- **Source excerpt**:
------------------------------------
Note that some items, including in particular the electronic organ, have recently been repositioned; this account will be updated in due course!
The entrance, to the north, is dominated by an arched doorway. The carvings on it were completed by craftsmen from the local firm of A. Hardie and depict the central figure of Christ, his hand in the posture of benediction (blessing), flanked by supporting angels. Around the arch are weird figures, perhaps the creatures witnessed in the Revelation of St. John the Divine. Certainly, if you look at the side pillars you will see the four Beasts of the Apocalypse, mentioned in Revelation Chapter 4, verses 7 and 8:
"And the first beast was like a lion and the second beast like a calf, and the third beast had a face as a man and the fourth beast was like a flying eagle. And the four beasts had each of them wings".
Above the doorway is a thermal window with a tile-arch overhead.
Moving through the entrance door into the church, the neat size of the building is evident. It is only 12 metres long (including the small, semicircular apse) and 7.5 metres wide. The top of the dome is 9 metres above the floor. It has been calculated that you could fit 3750 St. Peter's Linlithgow into its namesake of St. Peter's in Rome.
One of the most prominent architectural features are the Byzantine "sunbursts" of painted slate above the internal archways.
The church now uses a simple, portable font but, on each of the two side walls, it possesses a memorial tablet relating to its own foundation.
------------------------------------
Pointing dataset records:

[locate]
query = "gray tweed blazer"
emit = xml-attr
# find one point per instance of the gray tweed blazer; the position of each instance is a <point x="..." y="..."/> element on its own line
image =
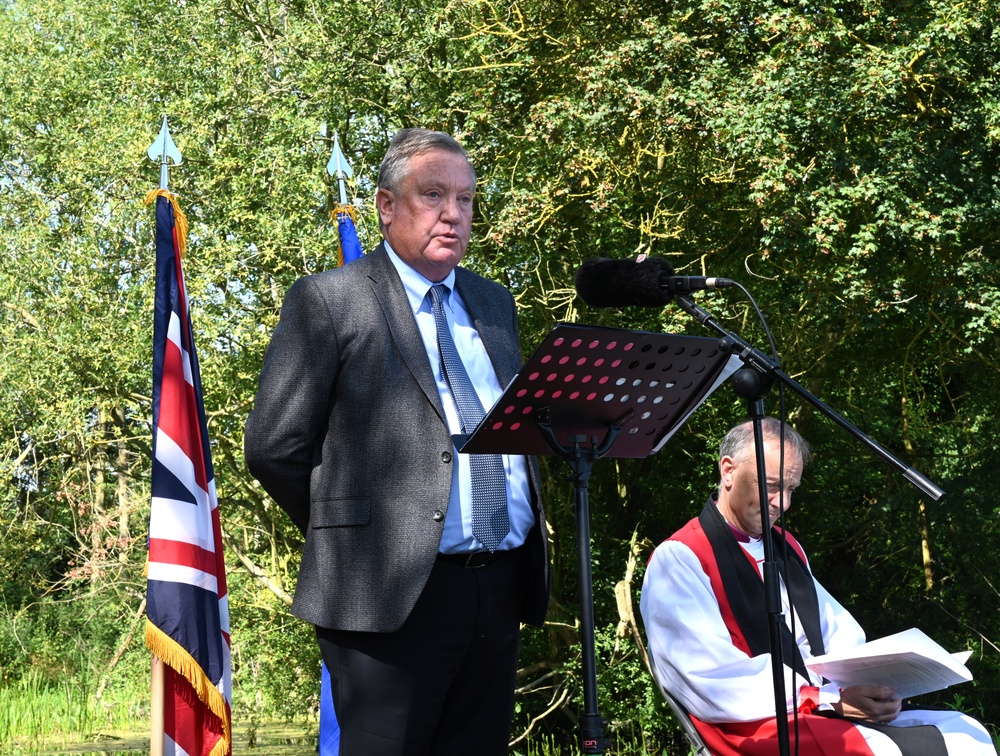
<point x="349" y="437"/>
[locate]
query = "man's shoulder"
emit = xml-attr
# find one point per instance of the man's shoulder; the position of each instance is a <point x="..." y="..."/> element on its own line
<point x="467" y="278"/>
<point x="692" y="530"/>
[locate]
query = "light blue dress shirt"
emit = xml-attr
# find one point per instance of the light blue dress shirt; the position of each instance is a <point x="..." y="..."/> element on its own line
<point x="457" y="536"/>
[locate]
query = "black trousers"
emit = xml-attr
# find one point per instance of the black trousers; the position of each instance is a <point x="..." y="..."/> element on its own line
<point x="442" y="685"/>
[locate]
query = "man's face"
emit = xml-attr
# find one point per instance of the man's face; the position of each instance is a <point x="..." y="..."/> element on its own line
<point x="429" y="221"/>
<point x="738" y="497"/>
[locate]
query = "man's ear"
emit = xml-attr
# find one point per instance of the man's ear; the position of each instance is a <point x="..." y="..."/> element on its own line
<point x="385" y="201"/>
<point x="726" y="467"/>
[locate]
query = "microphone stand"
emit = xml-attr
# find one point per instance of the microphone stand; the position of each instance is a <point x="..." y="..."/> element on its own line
<point x="752" y="382"/>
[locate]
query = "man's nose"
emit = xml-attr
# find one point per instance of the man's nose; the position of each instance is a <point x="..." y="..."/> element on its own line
<point x="449" y="210"/>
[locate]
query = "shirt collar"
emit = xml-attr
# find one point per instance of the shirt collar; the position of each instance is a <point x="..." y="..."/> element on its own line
<point x="415" y="284"/>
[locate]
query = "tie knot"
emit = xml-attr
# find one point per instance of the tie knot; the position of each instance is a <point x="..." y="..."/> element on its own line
<point x="437" y="293"/>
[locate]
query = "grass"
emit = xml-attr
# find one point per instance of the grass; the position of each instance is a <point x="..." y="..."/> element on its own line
<point x="35" y="709"/>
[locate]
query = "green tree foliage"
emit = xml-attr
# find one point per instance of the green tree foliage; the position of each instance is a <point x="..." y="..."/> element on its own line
<point x="840" y="160"/>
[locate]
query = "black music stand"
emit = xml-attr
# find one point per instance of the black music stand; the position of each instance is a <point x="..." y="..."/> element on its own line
<point x="589" y="392"/>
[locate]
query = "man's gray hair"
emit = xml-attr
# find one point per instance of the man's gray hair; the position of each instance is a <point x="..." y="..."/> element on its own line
<point x="406" y="144"/>
<point x="738" y="443"/>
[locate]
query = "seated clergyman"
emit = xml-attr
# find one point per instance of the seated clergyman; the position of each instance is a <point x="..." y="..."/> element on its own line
<point x="703" y="608"/>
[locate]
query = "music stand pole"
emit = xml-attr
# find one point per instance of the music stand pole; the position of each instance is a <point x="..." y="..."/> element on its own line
<point x="588" y="392"/>
<point x="581" y="460"/>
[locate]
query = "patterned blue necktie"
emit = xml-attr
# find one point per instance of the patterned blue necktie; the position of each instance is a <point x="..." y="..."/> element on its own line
<point x="490" y="521"/>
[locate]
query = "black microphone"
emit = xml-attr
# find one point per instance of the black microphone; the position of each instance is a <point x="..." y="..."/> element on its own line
<point x="646" y="282"/>
<point x="624" y="283"/>
<point x="685" y="284"/>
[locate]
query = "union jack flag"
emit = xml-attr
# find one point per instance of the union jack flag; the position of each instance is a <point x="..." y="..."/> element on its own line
<point x="187" y="607"/>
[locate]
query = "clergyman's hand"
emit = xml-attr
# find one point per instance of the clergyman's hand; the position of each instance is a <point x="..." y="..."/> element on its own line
<point x="873" y="703"/>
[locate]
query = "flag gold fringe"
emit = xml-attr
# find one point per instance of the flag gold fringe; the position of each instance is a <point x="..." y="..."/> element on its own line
<point x="180" y="220"/>
<point x="173" y="654"/>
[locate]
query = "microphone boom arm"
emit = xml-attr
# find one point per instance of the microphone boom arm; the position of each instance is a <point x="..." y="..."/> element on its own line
<point x="758" y="361"/>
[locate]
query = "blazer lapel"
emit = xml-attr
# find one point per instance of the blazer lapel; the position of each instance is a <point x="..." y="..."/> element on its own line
<point x="389" y="292"/>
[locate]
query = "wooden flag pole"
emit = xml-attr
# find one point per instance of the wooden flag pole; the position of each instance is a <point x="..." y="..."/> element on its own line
<point x="156" y="699"/>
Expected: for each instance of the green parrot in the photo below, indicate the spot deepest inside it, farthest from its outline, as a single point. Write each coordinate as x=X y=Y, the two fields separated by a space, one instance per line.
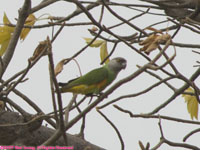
x=96 y=80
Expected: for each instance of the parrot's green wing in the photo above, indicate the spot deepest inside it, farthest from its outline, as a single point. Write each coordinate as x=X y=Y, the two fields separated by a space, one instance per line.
x=92 y=82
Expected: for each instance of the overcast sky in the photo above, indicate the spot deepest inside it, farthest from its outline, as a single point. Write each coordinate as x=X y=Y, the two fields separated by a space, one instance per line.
x=98 y=131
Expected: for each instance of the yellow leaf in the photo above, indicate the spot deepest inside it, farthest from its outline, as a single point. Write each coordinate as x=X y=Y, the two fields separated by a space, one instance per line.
x=39 y=49
x=4 y=46
x=6 y=21
x=5 y=36
x=30 y=21
x=96 y=43
x=104 y=52
x=192 y=103
x=59 y=66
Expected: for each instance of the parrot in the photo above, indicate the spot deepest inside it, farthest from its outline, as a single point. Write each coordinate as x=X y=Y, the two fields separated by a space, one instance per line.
x=96 y=80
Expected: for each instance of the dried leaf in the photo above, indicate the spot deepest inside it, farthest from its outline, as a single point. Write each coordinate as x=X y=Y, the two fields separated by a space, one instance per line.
x=149 y=39
x=163 y=38
x=4 y=46
x=192 y=104
x=153 y=29
x=96 y=43
x=94 y=29
x=5 y=35
x=39 y=49
x=104 y=52
x=2 y=105
x=59 y=67
x=30 y=21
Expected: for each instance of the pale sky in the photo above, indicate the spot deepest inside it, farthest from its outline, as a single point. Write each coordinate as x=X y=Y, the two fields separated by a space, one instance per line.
x=98 y=131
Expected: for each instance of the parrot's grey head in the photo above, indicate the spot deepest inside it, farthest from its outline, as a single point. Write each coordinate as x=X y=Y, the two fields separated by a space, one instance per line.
x=117 y=64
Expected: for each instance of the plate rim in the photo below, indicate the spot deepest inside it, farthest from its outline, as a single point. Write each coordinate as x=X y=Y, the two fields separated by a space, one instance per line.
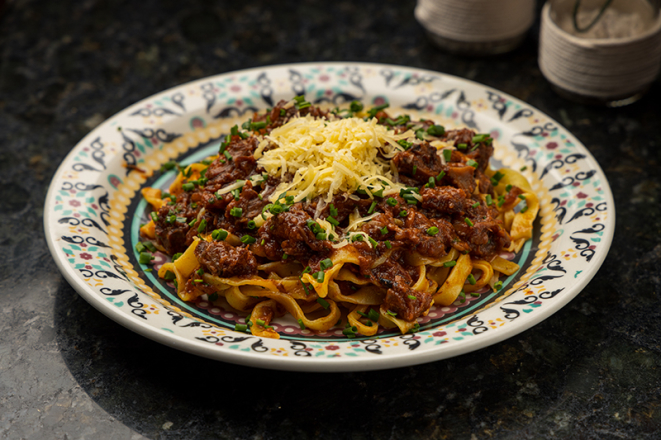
x=341 y=364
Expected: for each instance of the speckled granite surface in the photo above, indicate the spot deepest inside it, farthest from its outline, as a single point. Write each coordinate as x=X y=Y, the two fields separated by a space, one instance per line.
x=592 y=371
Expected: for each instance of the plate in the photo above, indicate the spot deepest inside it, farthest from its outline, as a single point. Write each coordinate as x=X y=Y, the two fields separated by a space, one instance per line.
x=94 y=208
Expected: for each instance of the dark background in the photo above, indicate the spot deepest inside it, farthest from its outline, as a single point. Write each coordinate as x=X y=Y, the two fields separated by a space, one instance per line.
x=591 y=371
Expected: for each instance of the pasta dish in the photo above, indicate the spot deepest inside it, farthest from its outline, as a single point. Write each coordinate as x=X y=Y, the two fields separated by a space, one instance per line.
x=347 y=217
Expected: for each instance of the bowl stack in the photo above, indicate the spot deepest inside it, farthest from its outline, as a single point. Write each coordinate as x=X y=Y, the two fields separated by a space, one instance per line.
x=611 y=71
x=476 y=27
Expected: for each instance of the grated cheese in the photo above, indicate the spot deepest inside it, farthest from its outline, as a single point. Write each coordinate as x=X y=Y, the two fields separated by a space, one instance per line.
x=318 y=157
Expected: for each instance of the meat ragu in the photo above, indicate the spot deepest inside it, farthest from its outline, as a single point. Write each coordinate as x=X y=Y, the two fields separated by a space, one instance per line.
x=266 y=222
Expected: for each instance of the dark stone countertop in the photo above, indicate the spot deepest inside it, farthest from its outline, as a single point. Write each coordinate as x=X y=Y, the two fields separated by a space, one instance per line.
x=591 y=371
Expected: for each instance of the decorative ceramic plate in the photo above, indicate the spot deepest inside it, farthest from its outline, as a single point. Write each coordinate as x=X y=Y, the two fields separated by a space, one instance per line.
x=94 y=209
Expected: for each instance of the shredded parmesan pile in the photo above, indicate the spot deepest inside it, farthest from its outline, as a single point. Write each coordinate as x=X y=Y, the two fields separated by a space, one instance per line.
x=330 y=157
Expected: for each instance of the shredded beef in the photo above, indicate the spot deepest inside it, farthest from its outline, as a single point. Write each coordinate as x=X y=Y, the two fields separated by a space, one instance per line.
x=460 y=176
x=223 y=171
x=250 y=205
x=419 y=163
x=445 y=200
x=398 y=300
x=288 y=233
x=224 y=260
x=392 y=275
x=172 y=224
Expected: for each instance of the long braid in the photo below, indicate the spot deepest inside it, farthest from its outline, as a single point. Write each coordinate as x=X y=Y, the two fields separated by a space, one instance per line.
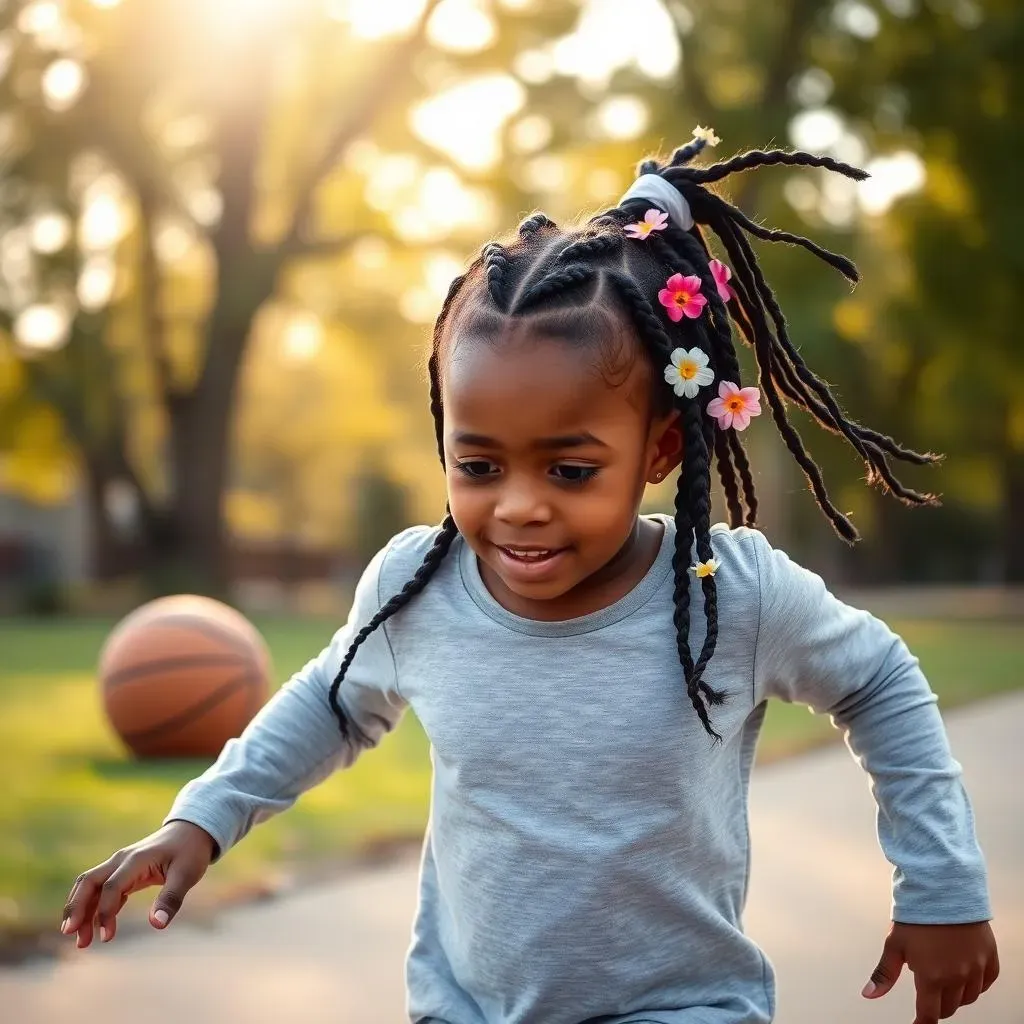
------------------------------------
- **What to do**:
According to the church description, who completed the carvings on the arched doorway at the entrance?

- **Written answer**:
Craftsmen from the local firm of A. Hardie.